# WORK REQUEST
Give back all of the data verbatim.

# MATERIAL TO PROCESS
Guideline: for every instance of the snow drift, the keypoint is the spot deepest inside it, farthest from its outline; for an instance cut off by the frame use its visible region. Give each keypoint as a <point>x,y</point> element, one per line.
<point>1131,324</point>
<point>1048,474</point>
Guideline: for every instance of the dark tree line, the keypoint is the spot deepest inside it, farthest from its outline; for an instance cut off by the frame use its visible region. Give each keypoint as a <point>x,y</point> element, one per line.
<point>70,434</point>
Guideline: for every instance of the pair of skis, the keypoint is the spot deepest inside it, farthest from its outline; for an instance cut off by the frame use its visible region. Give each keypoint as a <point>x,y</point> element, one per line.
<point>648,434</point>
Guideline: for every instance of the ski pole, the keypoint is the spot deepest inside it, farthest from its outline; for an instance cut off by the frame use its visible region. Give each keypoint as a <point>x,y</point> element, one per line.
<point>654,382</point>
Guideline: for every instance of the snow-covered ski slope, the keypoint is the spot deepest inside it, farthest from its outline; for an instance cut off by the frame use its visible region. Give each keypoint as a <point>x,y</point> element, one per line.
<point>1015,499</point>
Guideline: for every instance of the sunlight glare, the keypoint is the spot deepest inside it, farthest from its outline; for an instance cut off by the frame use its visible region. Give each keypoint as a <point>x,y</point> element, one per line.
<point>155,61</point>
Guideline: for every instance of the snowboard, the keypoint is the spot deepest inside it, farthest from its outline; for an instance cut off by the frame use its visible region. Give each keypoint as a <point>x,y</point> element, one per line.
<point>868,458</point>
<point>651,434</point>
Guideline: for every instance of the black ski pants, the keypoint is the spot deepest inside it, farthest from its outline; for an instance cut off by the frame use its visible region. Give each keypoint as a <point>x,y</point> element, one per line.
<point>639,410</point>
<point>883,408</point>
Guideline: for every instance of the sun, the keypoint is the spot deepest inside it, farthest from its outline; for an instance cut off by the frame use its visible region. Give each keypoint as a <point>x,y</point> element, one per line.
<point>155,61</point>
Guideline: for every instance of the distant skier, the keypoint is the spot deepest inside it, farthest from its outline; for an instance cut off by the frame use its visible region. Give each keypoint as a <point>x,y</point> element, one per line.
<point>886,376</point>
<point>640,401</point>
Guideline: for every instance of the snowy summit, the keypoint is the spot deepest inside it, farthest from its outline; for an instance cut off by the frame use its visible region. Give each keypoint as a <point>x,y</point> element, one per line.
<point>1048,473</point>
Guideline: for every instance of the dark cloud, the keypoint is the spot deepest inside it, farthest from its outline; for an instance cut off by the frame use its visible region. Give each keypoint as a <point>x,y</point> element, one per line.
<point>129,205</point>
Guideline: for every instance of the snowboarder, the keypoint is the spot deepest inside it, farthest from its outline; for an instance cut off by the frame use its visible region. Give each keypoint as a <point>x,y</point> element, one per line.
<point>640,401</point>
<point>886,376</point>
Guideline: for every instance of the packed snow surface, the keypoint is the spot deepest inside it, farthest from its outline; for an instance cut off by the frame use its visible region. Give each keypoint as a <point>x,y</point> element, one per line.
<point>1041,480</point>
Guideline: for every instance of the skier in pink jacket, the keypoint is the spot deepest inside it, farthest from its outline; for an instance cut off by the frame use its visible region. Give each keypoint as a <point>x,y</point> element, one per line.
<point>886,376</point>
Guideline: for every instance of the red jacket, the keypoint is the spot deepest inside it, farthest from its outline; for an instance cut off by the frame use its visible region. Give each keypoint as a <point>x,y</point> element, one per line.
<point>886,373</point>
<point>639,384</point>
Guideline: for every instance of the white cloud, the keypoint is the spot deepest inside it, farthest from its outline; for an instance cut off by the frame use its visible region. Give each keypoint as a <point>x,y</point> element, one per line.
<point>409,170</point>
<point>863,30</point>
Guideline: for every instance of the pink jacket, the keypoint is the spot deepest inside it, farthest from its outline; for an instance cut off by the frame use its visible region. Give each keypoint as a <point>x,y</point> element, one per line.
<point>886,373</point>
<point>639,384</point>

# REPLY
Guideline: for every instance of the snow drift, the keypoint is the spot deepest inside it, farthest from its outline; for an instance cut off by the frame use its visible region. Give each keypoint as a <point>x,y</point> element, one per line.
<point>1131,324</point>
<point>1048,474</point>
Guideline: for every instance of the dark tree line, the keypoint is the spot deepest inside it, farthest from its outline; for an instance cut off by the frame use its visible region. Give each keypoint as a <point>x,y</point> element, one per line.
<point>70,434</point>
Guideline: for every instance of the pair of skis, the keypoint is the spot deepest inside it, farthest from its outline; for an instance cut off by the frame use its visible region. Give each keypoint as a <point>x,y</point> element, one per line.
<point>648,434</point>
Guideline: for every instance of the ski pole, the keypoint is the spot deepest inside it, farthest from its outline; for an instance cut off by the frame use its visible region. Give each keypoint as a <point>x,y</point> element, one per line.
<point>654,382</point>
Guideline: for every instance of the snow-covered ski slope, the keypoint is the spot deepest inside it, farthest from its outline; for an instance cut off by the frame use its visible region. Give each keypoint as a <point>x,y</point> element, one per line.
<point>1015,499</point>
Guideline: for every instance of the sunlight glare, the keypoint is the spot deepest inside it, farthest from its outline; for an instance cut off by the frame use its visible region. Give each keypoint as a <point>x,y</point> element, one per line.
<point>155,61</point>
Guideline: for every instance of the snowboard, the keypoint is the spot deepest inside it, farthest from its outline; for an instance cut off by the frame use its visible region. Give each keypoint as a <point>x,y</point> element, one per line.
<point>868,458</point>
<point>651,434</point>
Guideline: for every instance of the black ski pants, the keypoint is the spot deepest inside it, farthest from its outline; for an instance cut off by the frame use its visible region. Give each keypoint as a <point>x,y</point> element, one per line.
<point>639,410</point>
<point>883,408</point>
Guideline: for every instance of the sun, the keypoint is the spot deepest inside it, farthest from its outline; for an instance cut off by the frame use its visible region. Give each keypoint as a <point>x,y</point> element, one per line.
<point>155,61</point>
Guideline: for every instance of the distant skier, the keypoint is the spot deepest inside it, farthest from its outline; for an instance cut off by the frame use its visible region. Give each keypoint as a <point>x,y</point> element, one per line.
<point>886,376</point>
<point>640,401</point>
Guideline: for every instance of the snowy summit, the keypoint is the spot deepest inside it, farthest from its outline; for an instance cut off by the frame use its visible region. Give each keypoint as a <point>x,y</point> element, one per line.
<point>1048,473</point>
Guideline: for every instance of the dark cloud, the keypoint is the spot deepest inside it, farthest from its outline; for an instance cut off by the frame use its visible region. Give each keypoint as a <point>x,y</point> element, one per line.
<point>129,205</point>
Guideline: for every instance of the snowboarder, the keypoint is the spot deepest inside it, farthest from its outline; for an instance cut off by the frame use its visible region. Give each keypoint as a <point>x,y</point> element, one per line.
<point>640,401</point>
<point>886,376</point>
Guideline: for every instance of the packed snow surface, the keypoint is the spot deepest inside it, farthest from its outline; for an instance cut off by the frame use its visible region. Give each keypoint as a <point>x,y</point> element, one per line.
<point>1041,480</point>
Guideline: for every instance of the skier in pink jacket, the keypoint is the spot deepest inside it, farthest from its outline; for an instance cut off by the frame use its visible region. Give each keypoint as a <point>x,y</point> element, one per line.
<point>886,376</point>
Guideline: for every instance of the red jacket, the keypoint is the spot deepest inside it, farthest from its outline; for an instance cut off by the frame use its visible region. Give each keypoint as a <point>x,y</point> element, one per line.
<point>886,373</point>
<point>639,384</point>
Guideline: for every instance of the white cloud, the keypoint is the spot deepest inside it, farthest from its outline; for an instance cut off by the frame use its visible region. Give each keypoint as a <point>x,y</point> element, one per line.
<point>409,170</point>
<point>863,30</point>
Guideline: for every instance of the pink jacket, the keypoint is the spot deepest inside it, farthest from its outline; for an instance cut off by the frame use its visible region. Give each keypoint as a <point>x,y</point> element, one per line.
<point>886,373</point>
<point>639,384</point>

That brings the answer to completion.